> [TEXT]:
= = = = =

3.1 The Rise of Neoliberalism: Why did it happen? The Stagflation of 1970s and how do one explain it?

Firstly, when I refer to Keynes and Keynesianism some people might think I am referring to the earlier paradigm of 1945 until 1970, that is not case. I am more referring to post-Keynesianism, the ideas of Keynes and the post-Keynesians such as Robert Skidelsky. Secondly, when I am referring to neo-Marxism, it is about carrying on the legacy of Marx to some extent, but also the newer ideas that was developed by people such Foster, McCheesny and others in the journal “The Monthly Review”.

Thirdly, what is stagflation. Stagflation is when the economy is experiencing low growth, high unemployment, but high inflation! How do different schools of economic thought explain this phenomenon?

How do the neoclassicals explain the stagflation? One of the narratives is the Philips Curve. Why the Philips Curve? The Philips Curve shows that there is a negative relationship between the rate of unemployment and the rate of inflation. More precisely, the Philips Curves of Milton Friedman. There is some variable at play here, firstly, the natural rate of unemployment, which is determined by the institutions of a country (Glyn 2006). One of the narratives is push cost inflation, which is when unemployment falls below the NAIRU, inflation will pick up rapidly. The institutions of a country have pushed the NAIRU equilibrium higher, thus causing inflation, then this was tried to be corrected with state intervention, which made the situation worse. Then there was a lot of push cost inflation by organized labor, because of money illusion. One of the reasons for push cost inflation is that the prices of keeping up labor, the same output and production becomes a lot more expensive especially when it must keep up with wage growth. Inflation eating into the wages of labor, then organized labor ask for higher rates of wage growth. Say inflation was 3 percent in 2014, then labor is going to try ask for the equivalent or more to keep up with prices. Money illusion is when labor think they had a good wage growth in 2014, because they got a 2 percent wage increase, but that makes their real wage minus 1 percent (Keech 2013; Skidelsky 2009; Sherman and Meeropol 2015)!

= = = = =

> [ITEMS]:
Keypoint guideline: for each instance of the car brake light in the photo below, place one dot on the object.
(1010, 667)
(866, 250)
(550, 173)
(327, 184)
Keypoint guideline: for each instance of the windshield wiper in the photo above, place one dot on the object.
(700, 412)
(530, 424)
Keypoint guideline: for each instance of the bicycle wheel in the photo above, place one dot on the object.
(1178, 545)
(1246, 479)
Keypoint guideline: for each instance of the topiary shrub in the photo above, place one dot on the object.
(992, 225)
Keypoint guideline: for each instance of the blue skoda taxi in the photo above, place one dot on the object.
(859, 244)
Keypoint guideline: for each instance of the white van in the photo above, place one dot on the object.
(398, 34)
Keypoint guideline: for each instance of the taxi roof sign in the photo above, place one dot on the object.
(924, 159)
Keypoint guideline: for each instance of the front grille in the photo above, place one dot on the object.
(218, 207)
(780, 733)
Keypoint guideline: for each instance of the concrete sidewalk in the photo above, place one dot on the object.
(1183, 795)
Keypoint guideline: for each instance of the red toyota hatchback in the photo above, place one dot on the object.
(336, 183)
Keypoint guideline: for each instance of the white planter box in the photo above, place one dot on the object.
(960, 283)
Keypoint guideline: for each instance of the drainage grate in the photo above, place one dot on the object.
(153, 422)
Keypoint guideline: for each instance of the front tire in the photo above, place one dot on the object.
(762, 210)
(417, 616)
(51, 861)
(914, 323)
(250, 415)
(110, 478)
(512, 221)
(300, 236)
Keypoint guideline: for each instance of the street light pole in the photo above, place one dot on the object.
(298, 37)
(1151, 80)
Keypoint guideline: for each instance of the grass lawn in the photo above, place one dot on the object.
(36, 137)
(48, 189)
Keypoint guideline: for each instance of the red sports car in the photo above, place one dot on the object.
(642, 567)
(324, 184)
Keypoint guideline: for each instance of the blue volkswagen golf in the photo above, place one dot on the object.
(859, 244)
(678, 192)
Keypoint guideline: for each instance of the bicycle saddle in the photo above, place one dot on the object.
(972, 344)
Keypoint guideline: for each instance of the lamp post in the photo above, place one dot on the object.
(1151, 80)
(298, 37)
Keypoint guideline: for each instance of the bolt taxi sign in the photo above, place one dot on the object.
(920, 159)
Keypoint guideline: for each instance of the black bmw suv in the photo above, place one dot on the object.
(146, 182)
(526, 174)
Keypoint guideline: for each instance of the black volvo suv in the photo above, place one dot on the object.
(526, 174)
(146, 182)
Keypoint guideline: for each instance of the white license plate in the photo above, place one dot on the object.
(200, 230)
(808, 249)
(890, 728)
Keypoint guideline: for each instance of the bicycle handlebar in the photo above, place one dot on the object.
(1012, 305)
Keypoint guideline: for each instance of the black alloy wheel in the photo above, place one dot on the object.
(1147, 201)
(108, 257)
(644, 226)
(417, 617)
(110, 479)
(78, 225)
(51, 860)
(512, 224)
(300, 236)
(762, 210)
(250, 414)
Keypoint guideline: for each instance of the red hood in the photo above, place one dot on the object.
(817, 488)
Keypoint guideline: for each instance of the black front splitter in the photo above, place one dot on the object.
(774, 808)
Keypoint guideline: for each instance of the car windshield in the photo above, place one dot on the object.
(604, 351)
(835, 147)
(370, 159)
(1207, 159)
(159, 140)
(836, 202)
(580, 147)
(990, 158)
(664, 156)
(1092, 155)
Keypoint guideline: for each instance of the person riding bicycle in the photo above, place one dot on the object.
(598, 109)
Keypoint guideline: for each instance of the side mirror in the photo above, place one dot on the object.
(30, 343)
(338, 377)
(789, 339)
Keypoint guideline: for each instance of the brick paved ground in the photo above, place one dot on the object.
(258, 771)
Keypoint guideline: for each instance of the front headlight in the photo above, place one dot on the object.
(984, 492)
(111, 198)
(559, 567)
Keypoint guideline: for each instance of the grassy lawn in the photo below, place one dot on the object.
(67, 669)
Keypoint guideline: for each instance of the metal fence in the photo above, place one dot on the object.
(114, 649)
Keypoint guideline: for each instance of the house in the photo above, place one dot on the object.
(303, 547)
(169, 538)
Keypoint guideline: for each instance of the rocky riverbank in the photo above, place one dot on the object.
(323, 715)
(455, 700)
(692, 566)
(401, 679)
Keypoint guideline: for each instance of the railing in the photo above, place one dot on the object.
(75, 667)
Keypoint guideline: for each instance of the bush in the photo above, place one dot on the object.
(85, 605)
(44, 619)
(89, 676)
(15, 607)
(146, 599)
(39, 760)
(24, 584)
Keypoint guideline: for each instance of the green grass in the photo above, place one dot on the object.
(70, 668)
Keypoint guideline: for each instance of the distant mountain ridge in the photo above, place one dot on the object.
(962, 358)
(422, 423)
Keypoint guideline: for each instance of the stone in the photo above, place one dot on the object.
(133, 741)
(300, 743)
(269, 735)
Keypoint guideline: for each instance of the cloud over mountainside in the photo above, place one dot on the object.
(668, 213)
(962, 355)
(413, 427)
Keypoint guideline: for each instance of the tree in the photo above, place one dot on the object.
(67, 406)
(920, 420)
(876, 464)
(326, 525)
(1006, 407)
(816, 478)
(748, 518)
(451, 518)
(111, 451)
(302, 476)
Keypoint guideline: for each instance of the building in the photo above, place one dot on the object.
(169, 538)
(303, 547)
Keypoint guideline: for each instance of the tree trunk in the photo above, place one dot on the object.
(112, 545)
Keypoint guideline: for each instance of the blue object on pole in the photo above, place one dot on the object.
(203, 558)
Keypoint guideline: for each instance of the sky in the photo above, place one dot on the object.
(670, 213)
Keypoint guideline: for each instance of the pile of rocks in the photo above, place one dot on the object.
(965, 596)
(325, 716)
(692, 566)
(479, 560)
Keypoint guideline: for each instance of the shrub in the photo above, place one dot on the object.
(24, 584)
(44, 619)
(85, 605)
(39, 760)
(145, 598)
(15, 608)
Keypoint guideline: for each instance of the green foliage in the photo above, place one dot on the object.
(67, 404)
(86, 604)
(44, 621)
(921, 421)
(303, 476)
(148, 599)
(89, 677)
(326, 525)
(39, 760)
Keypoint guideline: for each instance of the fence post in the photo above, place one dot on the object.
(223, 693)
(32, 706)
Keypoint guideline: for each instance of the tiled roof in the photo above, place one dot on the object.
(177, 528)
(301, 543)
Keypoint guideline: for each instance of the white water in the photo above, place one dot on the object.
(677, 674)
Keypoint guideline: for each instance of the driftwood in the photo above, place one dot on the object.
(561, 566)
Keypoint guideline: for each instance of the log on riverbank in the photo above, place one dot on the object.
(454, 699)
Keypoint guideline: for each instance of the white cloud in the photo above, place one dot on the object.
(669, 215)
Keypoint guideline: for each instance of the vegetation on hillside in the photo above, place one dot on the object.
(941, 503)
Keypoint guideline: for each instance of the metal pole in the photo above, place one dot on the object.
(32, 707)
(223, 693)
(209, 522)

= = = = =

> [WORK INSTRUCTIONS]:
A – Reproduce the passage of the stagflation text from "3.1 The Rise" up to and including "explain this phenomenon?".
B – Pick up the text on stagflation after its final sentence and carry it forward.

> [RESPONSES]:
A –
3.1 The Rise of Neoliberalism: Why did it happen? The Stagflation of 1970s and how do one explain it?

Firstly, when I refer to Keynes and Keynesianism some people might think I am referring to the earlier paradigm of 1945 until 1970, that is not case. I am more referring to post-Keynesianism, the ideas of Keynes and the post-Keynesians such as Robert Skidelsky. Secondly, when I am referring to neo-Marxism, it is about carrying on the legacy of Marx to some extent, but also the newer ideas that was developed by people such Foster, McCheesny and others in the journal “The Monthly Review”.

Thirdly, what is stagflation. Stagflation is when the economy is experiencing low growth, high unemployment, but high inflation! How do different schools of economic thought explain this phenomenon?

B –
In 1970s stagflation, one had years where the inflation was at 12 percent. Imagine yourself as a worker, and after a year suddenly having 12 percent less purchasing power, because inflation gobbles into your wages (Glyn 2006). Friedman and neoclassicals thus argued that Philips curves were happening, because 1) artificially low unemployment below the NAIRU (non-accelerating inflation rate of Unemployment), government intervention on multiple occasions to try to keep people in work when producers fired labor due to increased cost of production 3) inflation didn’t adjust it stayed the same. Thus, high unemployment in the end, low growth due to production becoming stagnant due to variables discussed and inflation continuously staying high (Keech 2013; Glyn 2006; Sherman and Meeropol 2015). What is the remedy to this? The remedy in the classical view is to what Milton Friedman did in Chile, essentially, one has strip down the power of organized labor, limit the welfare state and cut back on institutions that hamper with the beauty, elegance and the sophistication of the free market. Essentially, liberalize and cut back on social democracy, cut taxes for the rich to investment, because saving=investment – inflation in the neoclassical view (Sherman and Meeropol). Profits also is a good indicator of investment (Sherman). If one does this the result is that inflation will start to adjust, Say’s Law (supply creates its own demand), wages will flexible again and the market will return to a full-employment equilibrium with low inflation and growth will pick back up again (Sherman and Meeropol 2015, Cassidy 2009; Keech 2013).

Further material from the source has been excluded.